DATA PROVIDED START

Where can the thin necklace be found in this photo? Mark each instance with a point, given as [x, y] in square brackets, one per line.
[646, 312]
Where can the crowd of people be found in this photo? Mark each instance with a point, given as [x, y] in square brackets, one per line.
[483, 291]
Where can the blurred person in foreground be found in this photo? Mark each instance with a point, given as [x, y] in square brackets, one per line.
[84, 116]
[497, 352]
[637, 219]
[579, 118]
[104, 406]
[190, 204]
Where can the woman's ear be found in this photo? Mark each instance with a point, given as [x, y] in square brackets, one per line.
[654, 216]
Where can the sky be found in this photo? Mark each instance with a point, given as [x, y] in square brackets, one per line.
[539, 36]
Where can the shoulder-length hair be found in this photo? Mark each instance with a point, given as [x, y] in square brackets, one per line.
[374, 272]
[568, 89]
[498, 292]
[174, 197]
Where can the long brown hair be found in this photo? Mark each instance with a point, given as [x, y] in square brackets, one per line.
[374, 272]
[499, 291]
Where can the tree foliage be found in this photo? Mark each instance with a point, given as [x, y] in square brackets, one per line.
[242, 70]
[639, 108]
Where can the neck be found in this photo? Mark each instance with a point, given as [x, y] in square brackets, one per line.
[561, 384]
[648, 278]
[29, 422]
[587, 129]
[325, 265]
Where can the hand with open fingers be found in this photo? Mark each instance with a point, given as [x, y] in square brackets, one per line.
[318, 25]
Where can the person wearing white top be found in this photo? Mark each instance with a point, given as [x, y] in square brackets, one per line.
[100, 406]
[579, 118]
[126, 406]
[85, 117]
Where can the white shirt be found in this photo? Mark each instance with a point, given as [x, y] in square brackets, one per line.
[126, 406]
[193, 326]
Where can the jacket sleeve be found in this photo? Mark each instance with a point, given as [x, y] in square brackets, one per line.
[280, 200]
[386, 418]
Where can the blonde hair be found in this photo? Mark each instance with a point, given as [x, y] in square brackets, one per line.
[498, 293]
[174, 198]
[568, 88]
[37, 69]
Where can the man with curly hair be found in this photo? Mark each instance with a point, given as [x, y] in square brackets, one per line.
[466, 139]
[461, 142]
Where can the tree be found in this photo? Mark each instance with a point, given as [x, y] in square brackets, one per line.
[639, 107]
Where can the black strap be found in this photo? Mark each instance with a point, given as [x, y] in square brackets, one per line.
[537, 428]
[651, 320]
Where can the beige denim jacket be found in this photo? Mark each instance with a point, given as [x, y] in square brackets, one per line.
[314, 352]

DATA PROVIDED END

YOUR TASK: Each line from the one containing "Where can the tree be" through the end of the entries, both included, is to be returned exactly, with no other lines.

TASK OUTPUT:
Where can the tree be found in this photo? Mark each instance with a point, given as [x, y] in square brackets, one per line.
[639, 107]
Where can the black strap be found in this photo? Mark each instance with a point, given as [x, y] in square brackets, one per line.
[537, 428]
[651, 320]
Where can the beige denim jacket be found in this photo? Mark each instance with a point, given as [x, y] in square brackets, one per line.
[314, 352]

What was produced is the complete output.